■ AANGELEVERD FRAGMENT:
━━━

Het beleid van de gemeente Someren is erop gericht dat jaarlijks een prognose van de te verwachten resultaten van de totale grondexploitatie wordt opgesteld. Indien hieruit verliezen blijken, dan worden hiervoor voorzieningen gevormd. De berekening van de resultaten geschiedt op basis van contante waarde. Voor de resultaatbepaling wordt de grondexploitatie als één geheel gezien. Met andere woorden, verwachte verliezen en winsten mogen worden gesaldeerd. Voor een eventueel nadelig saldo dient dekking te worden gevonden. Echter, in die gevallen dat verliesgevende complexen in de tijd gezien eerder worden afgesloten dan complexen waarvan de winsten nodig zijn voor dekking van de geprognosticeerde verliezen, kan compensatie van verliezen en winsten uit het oogpunt van voorzichtig beleid niet onverkort plaatsvinden.

In het kader van het inzichtelijk maken van risico’s van de exploitatie wordt een onderscheid gemaakt in twee soorten risico’s. Dat zijn:
a. Voorzienbare risico’s (risico’s op planniveau). Voorzienbare risico’s worden jaarlijks bij de actualisatie van de exploitatieopzetten berekend. Voor verwachte verliezen wordt een voorziening getroffen c.q. dient de getroffen voorziening te worden aangepast. Voor het Lauruscomplex is een verliesvoorziening gevormd ter hoogte van het op dit moment verwachte verlies.
b. Onvoorzienbare of algemene risico’s (conjuncturele of marktrisico’s). Onder onvoorzienbare of algemene risico’s zijn te verstaan risico’s die samenhangen met conjuncturele ontwikkelingen waardoor de gronduitgifte over de hele linie stagneert. Ook komt de toerekening van interne apparaatskosten in gevaar. In de grondnota is bepaald dat de minimale hoogte van de algemene reserve grondbedrijf dient te voldoen aan een door Gedeputeerde Staten geaccepteerde norm. Als norm wordt een combinatie van de IFLO-norm en de scenario-analyse gehanteerd.

━━━

■ GEGEVENSDEEL:
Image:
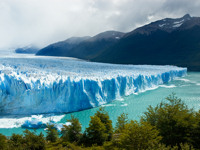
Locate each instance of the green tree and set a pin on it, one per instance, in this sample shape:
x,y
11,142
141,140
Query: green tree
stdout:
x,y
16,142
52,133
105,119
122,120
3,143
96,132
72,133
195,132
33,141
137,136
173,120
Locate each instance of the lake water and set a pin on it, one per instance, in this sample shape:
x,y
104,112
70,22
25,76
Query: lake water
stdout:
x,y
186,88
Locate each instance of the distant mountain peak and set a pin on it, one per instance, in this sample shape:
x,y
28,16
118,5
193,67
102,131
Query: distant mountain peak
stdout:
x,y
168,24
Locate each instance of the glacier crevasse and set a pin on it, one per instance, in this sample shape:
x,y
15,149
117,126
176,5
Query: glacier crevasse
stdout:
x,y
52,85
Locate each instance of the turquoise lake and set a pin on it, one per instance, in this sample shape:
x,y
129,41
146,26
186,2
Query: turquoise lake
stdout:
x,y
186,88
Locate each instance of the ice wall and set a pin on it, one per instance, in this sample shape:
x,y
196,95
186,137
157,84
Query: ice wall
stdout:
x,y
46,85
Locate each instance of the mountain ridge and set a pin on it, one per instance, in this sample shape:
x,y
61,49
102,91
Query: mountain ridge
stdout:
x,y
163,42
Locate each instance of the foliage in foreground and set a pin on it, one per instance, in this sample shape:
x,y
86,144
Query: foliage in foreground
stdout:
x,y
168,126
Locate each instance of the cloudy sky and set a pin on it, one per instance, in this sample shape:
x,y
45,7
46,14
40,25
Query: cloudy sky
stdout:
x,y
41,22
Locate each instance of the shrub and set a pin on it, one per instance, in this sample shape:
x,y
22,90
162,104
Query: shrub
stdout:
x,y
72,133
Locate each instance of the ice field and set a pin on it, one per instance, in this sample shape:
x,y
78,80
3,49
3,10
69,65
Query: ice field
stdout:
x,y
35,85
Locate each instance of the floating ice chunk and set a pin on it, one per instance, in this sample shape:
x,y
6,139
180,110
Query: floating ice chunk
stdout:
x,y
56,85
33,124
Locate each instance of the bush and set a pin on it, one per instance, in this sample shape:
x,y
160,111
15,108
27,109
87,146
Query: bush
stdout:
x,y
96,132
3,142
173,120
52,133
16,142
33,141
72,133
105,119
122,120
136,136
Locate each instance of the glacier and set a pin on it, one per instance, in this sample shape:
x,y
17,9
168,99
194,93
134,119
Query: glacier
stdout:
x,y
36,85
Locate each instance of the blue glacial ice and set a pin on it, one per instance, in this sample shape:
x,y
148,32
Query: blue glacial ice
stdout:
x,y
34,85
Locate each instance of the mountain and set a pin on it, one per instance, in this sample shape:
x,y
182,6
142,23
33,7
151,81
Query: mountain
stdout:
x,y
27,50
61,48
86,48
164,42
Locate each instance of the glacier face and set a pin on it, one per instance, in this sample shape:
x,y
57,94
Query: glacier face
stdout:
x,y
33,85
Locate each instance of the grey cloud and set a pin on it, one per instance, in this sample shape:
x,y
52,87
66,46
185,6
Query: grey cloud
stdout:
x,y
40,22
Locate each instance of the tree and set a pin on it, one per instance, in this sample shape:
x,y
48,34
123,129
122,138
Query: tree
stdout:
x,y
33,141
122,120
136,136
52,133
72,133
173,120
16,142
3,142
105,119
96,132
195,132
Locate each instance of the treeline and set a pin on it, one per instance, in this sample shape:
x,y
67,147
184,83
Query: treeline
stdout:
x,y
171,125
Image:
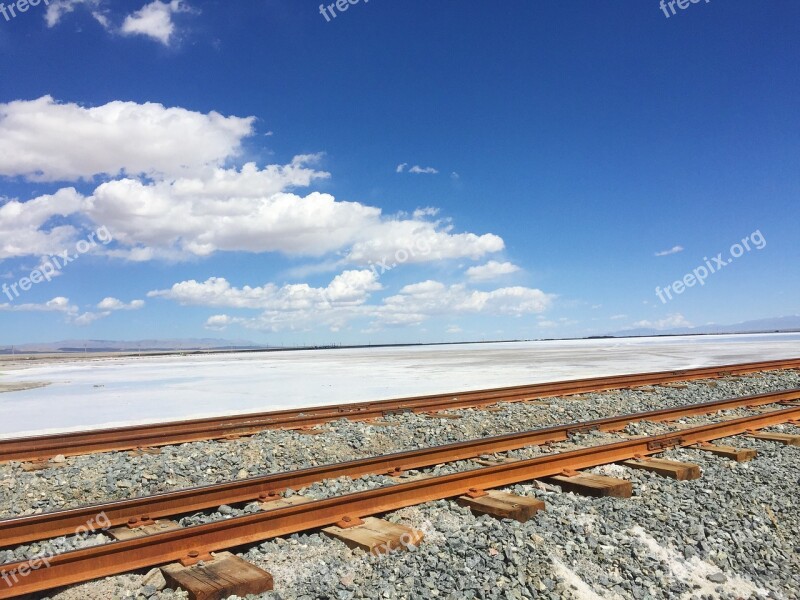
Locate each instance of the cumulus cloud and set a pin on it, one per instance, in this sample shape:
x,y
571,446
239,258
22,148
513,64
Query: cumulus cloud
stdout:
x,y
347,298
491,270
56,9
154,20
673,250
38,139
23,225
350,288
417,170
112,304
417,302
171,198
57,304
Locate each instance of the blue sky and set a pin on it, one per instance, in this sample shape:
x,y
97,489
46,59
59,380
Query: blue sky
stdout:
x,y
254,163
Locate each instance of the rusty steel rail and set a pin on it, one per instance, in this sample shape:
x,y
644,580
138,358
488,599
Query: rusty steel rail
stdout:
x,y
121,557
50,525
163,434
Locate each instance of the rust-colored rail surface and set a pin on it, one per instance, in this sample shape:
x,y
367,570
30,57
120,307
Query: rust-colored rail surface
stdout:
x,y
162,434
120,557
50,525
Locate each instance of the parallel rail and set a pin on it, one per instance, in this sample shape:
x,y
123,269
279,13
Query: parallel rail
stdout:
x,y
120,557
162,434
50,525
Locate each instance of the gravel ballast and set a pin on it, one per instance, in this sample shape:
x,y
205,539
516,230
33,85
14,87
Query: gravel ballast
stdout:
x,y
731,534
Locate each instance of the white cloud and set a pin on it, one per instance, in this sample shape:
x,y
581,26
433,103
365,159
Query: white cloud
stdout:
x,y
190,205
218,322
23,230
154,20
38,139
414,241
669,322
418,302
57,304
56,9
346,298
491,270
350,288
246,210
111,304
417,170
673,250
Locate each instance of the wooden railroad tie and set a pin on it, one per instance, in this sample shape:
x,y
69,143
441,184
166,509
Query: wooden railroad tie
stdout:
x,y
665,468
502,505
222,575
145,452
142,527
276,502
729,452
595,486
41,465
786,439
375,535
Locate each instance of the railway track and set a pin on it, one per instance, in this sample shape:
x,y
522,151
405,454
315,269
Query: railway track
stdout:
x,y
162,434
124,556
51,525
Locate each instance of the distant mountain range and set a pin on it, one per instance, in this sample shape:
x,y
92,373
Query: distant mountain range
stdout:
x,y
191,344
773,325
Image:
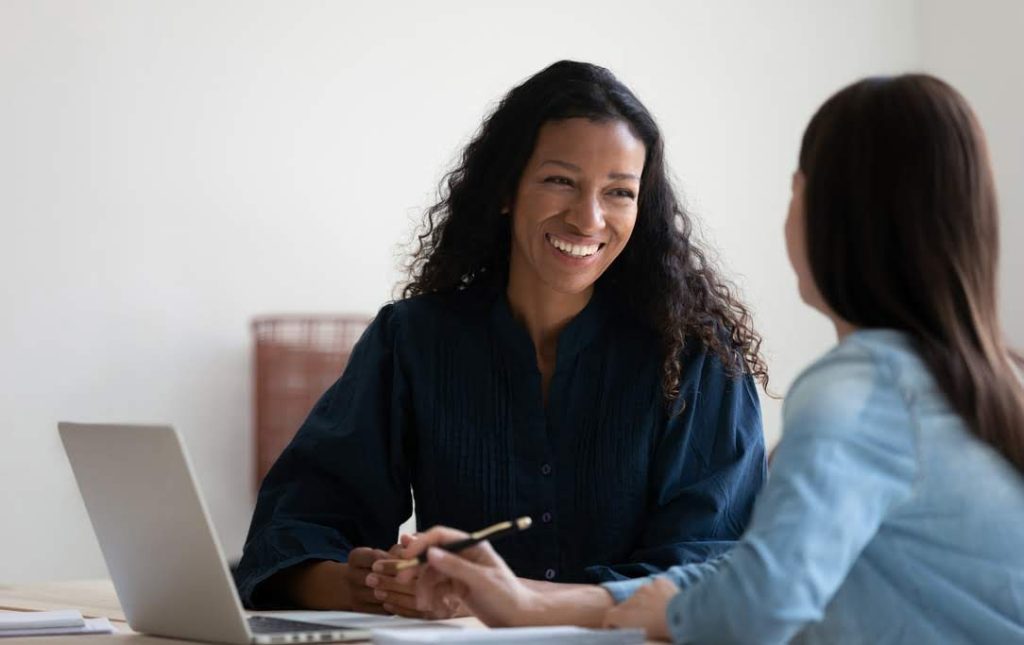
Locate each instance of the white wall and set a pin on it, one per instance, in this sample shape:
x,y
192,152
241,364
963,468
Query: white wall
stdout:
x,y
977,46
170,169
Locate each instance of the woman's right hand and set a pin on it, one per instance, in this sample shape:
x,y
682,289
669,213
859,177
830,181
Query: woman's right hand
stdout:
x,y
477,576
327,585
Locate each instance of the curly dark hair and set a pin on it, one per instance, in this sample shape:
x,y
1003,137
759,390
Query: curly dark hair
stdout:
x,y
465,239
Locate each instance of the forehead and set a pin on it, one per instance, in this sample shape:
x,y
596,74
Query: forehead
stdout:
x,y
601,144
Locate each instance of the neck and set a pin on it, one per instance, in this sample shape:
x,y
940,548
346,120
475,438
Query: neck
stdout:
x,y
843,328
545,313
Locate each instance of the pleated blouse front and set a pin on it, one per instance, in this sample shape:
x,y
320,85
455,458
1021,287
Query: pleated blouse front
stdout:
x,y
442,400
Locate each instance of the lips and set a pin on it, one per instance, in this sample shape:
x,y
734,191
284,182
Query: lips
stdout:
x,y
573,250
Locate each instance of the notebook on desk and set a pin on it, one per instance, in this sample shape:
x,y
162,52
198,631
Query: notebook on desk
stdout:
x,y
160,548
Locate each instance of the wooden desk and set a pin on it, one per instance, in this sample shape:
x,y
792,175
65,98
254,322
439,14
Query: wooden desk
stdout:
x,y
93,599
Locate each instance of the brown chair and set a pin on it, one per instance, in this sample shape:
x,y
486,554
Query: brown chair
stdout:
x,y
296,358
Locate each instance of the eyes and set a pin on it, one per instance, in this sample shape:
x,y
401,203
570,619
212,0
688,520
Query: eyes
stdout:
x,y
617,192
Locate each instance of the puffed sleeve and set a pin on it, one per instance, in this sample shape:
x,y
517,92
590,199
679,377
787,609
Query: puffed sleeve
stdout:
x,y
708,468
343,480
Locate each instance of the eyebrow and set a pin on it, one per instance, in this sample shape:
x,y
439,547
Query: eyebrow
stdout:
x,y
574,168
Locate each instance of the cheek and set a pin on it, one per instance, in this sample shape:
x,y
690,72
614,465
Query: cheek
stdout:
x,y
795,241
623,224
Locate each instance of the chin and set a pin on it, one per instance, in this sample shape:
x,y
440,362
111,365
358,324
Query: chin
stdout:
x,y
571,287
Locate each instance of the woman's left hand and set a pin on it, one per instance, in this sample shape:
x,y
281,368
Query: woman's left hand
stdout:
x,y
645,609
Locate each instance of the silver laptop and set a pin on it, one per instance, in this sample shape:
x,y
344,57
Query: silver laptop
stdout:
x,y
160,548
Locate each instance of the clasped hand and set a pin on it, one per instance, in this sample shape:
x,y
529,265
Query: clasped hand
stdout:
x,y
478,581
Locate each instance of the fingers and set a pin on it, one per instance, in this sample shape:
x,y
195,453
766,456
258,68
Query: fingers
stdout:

━━━

■ WAT WORDT GEVRAAGD:
Schrijf uit het fragment over de grondexploitatie van Someren letterlijk het stuk over dat ligt tussen "In het kader" en "moment verwachte verlies.", beide inbegrepen.

■ UITKOMST VAN OPDRACHT:
In het kader van het inzichtelijk maken van risico’s van de exploitatie wordt een onderscheid gemaakt in twee soorten risico’s. Dat zijn:
a. Voorzienbare risico’s (risico’s op planniveau). Voorzienbare risico’s worden jaarlijks bij de actualisatie van de exploitatieopzetten berekend. Voor verwachte verliezen wordt een voorziening getroffen c.q. dient de getroffen voorziening te worden aangepast. Voor het Lauruscomplex is een verliesvoorziening gevormd ter hoogte van het op dit moment verwachte verlies.